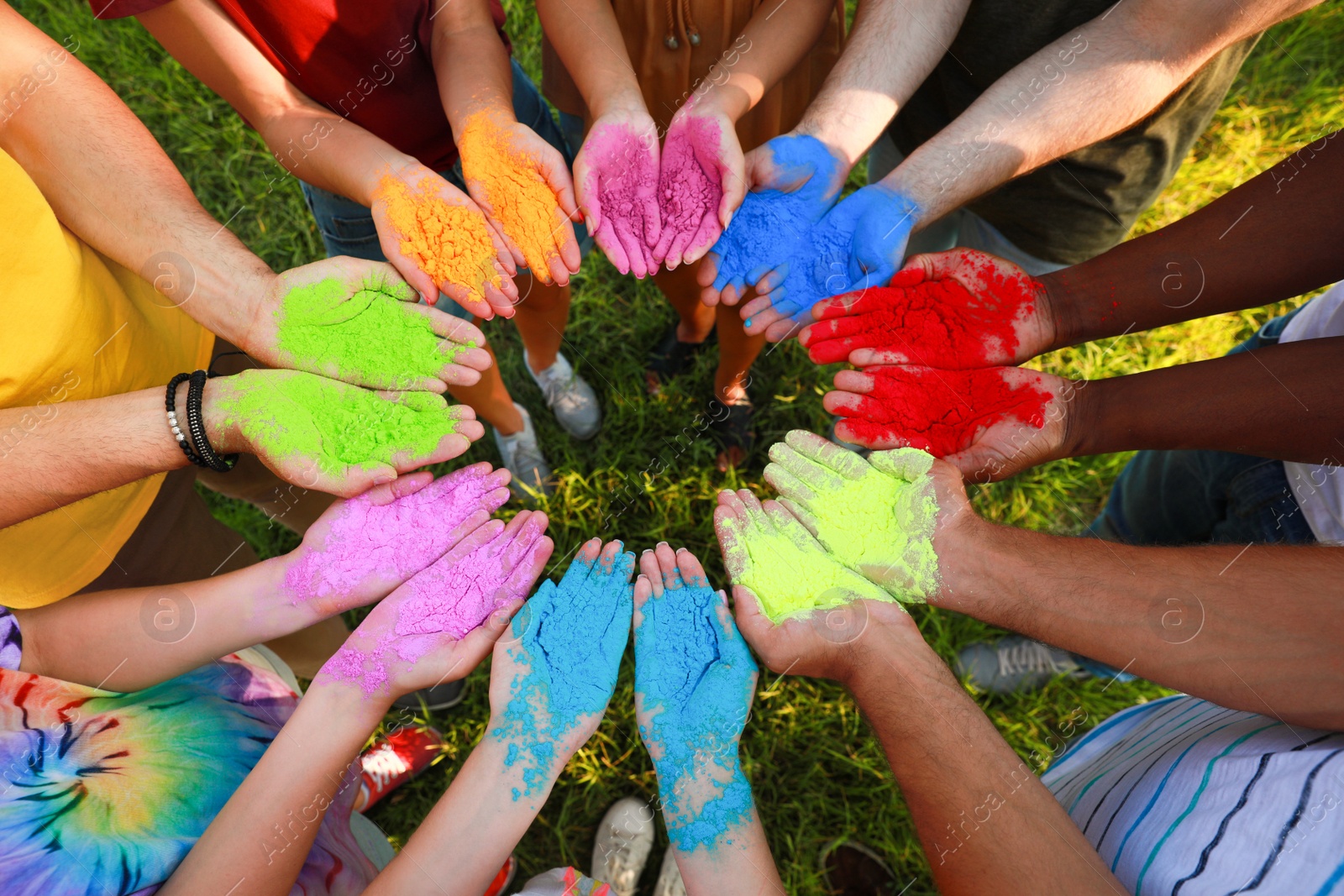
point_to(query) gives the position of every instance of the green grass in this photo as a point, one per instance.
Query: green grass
(816, 768)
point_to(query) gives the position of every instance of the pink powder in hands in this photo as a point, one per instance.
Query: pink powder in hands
(690, 188)
(370, 548)
(624, 179)
(463, 589)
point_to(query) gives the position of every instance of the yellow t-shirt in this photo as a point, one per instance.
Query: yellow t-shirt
(76, 325)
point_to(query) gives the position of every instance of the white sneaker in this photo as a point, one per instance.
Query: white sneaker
(524, 461)
(569, 396)
(622, 844)
(669, 878)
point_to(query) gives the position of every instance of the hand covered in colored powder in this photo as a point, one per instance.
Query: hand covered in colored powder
(770, 555)
(360, 322)
(839, 254)
(793, 181)
(333, 437)
(440, 242)
(553, 679)
(365, 547)
(701, 183)
(445, 620)
(990, 422)
(616, 175)
(694, 681)
(958, 309)
(523, 186)
(877, 516)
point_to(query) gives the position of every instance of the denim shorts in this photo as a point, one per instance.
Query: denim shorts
(347, 228)
(1191, 497)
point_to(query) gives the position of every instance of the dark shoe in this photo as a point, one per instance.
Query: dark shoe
(671, 358)
(444, 696)
(848, 868)
(732, 427)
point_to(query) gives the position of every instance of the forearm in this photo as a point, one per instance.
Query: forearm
(111, 183)
(1272, 238)
(472, 829)
(472, 65)
(260, 840)
(1250, 627)
(1276, 402)
(311, 141)
(891, 50)
(132, 638)
(766, 50)
(589, 42)
(985, 821)
(1084, 87)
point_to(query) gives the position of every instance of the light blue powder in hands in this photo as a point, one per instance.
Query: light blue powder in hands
(769, 226)
(696, 674)
(570, 640)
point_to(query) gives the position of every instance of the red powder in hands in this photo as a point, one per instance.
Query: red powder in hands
(689, 192)
(938, 322)
(940, 411)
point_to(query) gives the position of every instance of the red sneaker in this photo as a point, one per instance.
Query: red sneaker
(394, 761)
(503, 879)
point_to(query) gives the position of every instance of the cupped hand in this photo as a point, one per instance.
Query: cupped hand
(793, 181)
(616, 176)
(958, 309)
(358, 322)
(523, 186)
(990, 423)
(362, 548)
(324, 434)
(447, 618)
(768, 553)
(440, 241)
(553, 679)
(702, 181)
(877, 516)
(694, 681)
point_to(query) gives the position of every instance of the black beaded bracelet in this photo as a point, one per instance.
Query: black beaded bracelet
(171, 406)
(197, 423)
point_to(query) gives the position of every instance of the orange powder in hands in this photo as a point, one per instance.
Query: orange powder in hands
(519, 197)
(452, 244)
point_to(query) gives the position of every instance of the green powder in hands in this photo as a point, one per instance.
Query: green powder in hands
(293, 417)
(373, 335)
(790, 574)
(875, 516)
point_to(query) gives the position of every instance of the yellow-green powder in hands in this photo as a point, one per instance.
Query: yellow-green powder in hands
(370, 335)
(288, 414)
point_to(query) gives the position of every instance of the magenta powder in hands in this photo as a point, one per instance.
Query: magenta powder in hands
(624, 175)
(394, 540)
(689, 195)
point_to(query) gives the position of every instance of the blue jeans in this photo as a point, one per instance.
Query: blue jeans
(1189, 497)
(349, 228)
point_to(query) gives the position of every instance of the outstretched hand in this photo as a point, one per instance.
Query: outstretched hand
(553, 679)
(616, 176)
(694, 681)
(958, 309)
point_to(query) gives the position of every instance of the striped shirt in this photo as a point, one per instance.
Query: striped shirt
(1182, 795)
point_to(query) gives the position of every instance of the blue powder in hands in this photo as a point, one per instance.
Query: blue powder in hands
(696, 679)
(570, 640)
(770, 223)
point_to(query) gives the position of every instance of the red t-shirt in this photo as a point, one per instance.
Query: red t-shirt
(369, 62)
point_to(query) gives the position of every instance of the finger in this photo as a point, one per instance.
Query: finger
(692, 573)
(400, 488)
(651, 574)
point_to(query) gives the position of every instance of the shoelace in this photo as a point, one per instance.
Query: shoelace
(385, 766)
(1028, 656)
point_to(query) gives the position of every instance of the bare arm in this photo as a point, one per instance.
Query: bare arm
(1079, 89)
(894, 46)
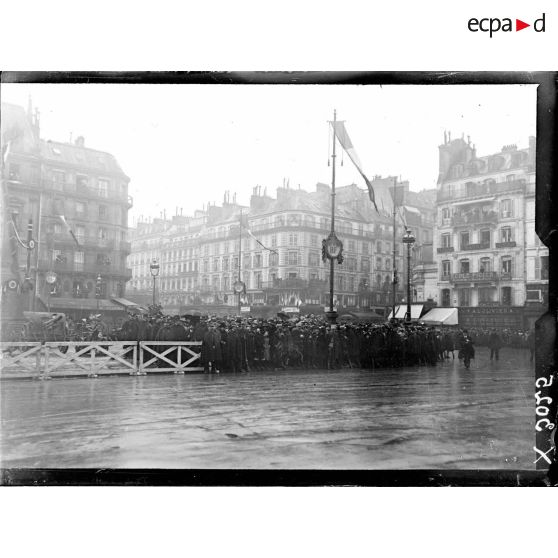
_ _ _ _ _
▶ **What the task asks**
Arrange all the lines of the listing above as a Markdown table with the columns Row and Text, numbering each row and skipping blank lines. Omit the pictures.

▶ **Correct response**
| Row | Text |
|---|---|
| 1 | point_to(query) gives the position of every instance of the green grass in this photo as a point, one per instance. |
| 2 | Query: green grass |
| 3 | (816, 768) |
| 4 | point_to(query) gives the position of every instance of the pink powder in hands in this photo as a point, one per instance. |
| 5 | Query: pink powder in hands |
| 6 | (690, 188) |
| 7 | (370, 548) |
| 8 | (624, 179) |
| 9 | (463, 589) |
| 10 | point_to(query) gives the position of every instance of the yellow t-shirt in this photo as a point, one per instance. |
| 11 | Query: yellow t-shirt |
| 12 | (76, 325) |
| 13 | point_to(query) gives the position of every instance of the white sneaker in this photo as a point, one per instance. |
| 14 | Query: white sneaker |
| 15 | (524, 461) |
| 16 | (569, 396) |
| 17 | (622, 844) |
| 18 | (669, 878) |
| 19 | point_to(query) gives the position of every instance of the hand covered in colored powder in this photo as a point, one per instance. |
| 20 | Query: hand covered in colored powder |
| 21 | (770, 555) |
| 22 | (360, 322) |
| 23 | (839, 254) |
| 24 | (793, 181) |
| 25 | (333, 437) |
| 26 | (440, 242) |
| 27 | (553, 679) |
| 28 | (365, 547) |
| 29 | (701, 183) |
| 30 | (445, 620) |
| 31 | (990, 422) |
| 32 | (616, 175) |
| 33 | (694, 681) |
| 34 | (958, 309) |
| 35 | (523, 186) |
| 36 | (877, 516) |
| 37 | point_to(query) gives the position of every instance of the denim shorts in this photo as a point, one per instance. |
| 38 | Query: denim shorts |
| 39 | (347, 228) |
| 40 | (1191, 497) |
| 41 | point_to(query) gives the position of every instance of the dark shoe in this photo as a point, one per instance. |
| 42 | Query: dark shoe |
| 43 | (671, 358) |
| 44 | (444, 696) |
| 45 | (848, 868) |
| 46 | (732, 427) |
| 47 | point_to(query) gives the position of every instance of the forearm in this photo as a point, one per instance. |
| 48 | Query: forearm |
| 49 | (111, 183) |
| 50 | (1272, 238) |
| 51 | (472, 829) |
| 52 | (472, 65) |
| 53 | (260, 840) |
| 54 | (1250, 627) |
| 55 | (1276, 402) |
| 56 | (311, 141) |
| 57 | (891, 50) |
| 58 | (132, 638) |
| 59 | (766, 50) |
| 60 | (589, 42) |
| 61 | (985, 821) |
| 62 | (1084, 87) |
| 63 | point_to(query) gives the position of every instance of the light blue powder in hands in this photo as a point, one per instance. |
| 64 | Query: light blue powder in hands |
| 65 | (769, 226) |
| 66 | (696, 674) |
| 67 | (570, 640) |
| 68 | point_to(query) gives the position of every instance of the red powder in hands in this photo as a point, one per instance. |
| 69 | Query: red powder in hands |
| 70 | (689, 192) |
| 71 | (938, 322) |
| 72 | (940, 411) |
| 73 | point_to(query) gives the position of every instance of the red sneaker in this photo as a point, one per instance. |
| 74 | Query: red sneaker |
| 75 | (394, 761) |
| 76 | (503, 879) |
| 77 | point_to(query) gives the position of every instance of the cupped hand in this photo as a point, one per instance. |
| 78 | Query: cupped hand |
| 79 | (793, 181) |
| 80 | (616, 176) |
| 81 | (958, 309) |
| 82 | (358, 322) |
| 83 | (523, 186) |
| 84 | (990, 423) |
| 85 | (362, 548) |
| 86 | (324, 434) |
| 87 | (447, 618) |
| 88 | (768, 553) |
| 89 | (440, 241) |
| 90 | (553, 679) |
| 91 | (702, 181) |
| 92 | (877, 516) |
| 93 | (694, 681) |
| 94 | point_to(query) gives the position of every instance of the black beaded bracelet in this photo as a point, one per instance. |
| 95 | Query: black beaded bracelet |
| 96 | (171, 406) |
| 97 | (197, 423) |
| 98 | point_to(query) gives the position of every instance of the orange powder in hands in this photo as a point, one per instance. |
| 99 | Query: orange powder in hands |
| 100 | (519, 197) |
| 101 | (452, 244) |
| 102 | point_to(query) gives the position of every instance of the green powder in hands in this photo as a point, one per instance. |
| 103 | Query: green powder in hands |
| 104 | (293, 417) |
| 105 | (373, 335) |
| 106 | (790, 574) |
| 107 | (875, 516) |
| 108 | point_to(query) gives the position of every instance of the yellow-green powder in hands in this photo as a point, one per instance. |
| 109 | Query: yellow-green powder in hands |
| 110 | (370, 335) |
| 111 | (288, 414) |
| 112 | point_to(query) gives the position of every instance of the magenta powder in hands in this photo as a point, one per instance. |
| 113 | Query: magenta powder in hands |
| 114 | (624, 175) |
| 115 | (394, 540) |
| 116 | (689, 195) |
| 117 | point_to(query) gives the position of every instance of the blue jeans in this photo as a point, one per instance. |
| 118 | Query: blue jeans |
| 119 | (1189, 497) |
| 120 | (349, 228) |
| 121 | point_to(query) gives the position of every instance of the outstretched hand in this photo as a point, one per instance. |
| 122 | Query: outstretched hand |
| 123 | (553, 679) |
| 124 | (616, 176) |
| 125 | (694, 681) |
| 126 | (958, 309) |
| 127 | point_to(query) gives the position of every instance of the striped shirt in this photo as a point, one per instance. |
| 128 | Query: striped shirt |
| 129 | (1182, 795) |
| 130 | point_to(query) gives the position of every instance of the blue powder in hands in this photo as a point, one per instance. |
| 131 | Query: blue powder in hands |
| 132 | (696, 679) |
| 133 | (570, 640) |
| 134 | (770, 223) |
| 135 | point_to(query) gives the position of every instance of the red t-shirt in this photo as a point, one per instance. |
| 136 | Query: red t-shirt |
| 137 | (369, 62) |
| 138 | point_to(query) gives the position of every instance of the finger in this photo as a point, one per instance. |
| 139 | Query: finger |
| 140 | (692, 573) |
| 141 | (400, 488) |
| 142 | (651, 574) |
| 143 | point_to(query) gives the position of every instance of the shoelace in this photo as a point, one per instance. |
| 144 | Query: shoelace |
| 145 | (385, 766) |
| 146 | (1028, 656) |
| 147 | point_to(query) gives the position of every instance of the bare arm in this photo as a point, one per instance. |
| 148 | Query: bare arm |
| 149 | (1079, 89) |
| 150 | (894, 46) |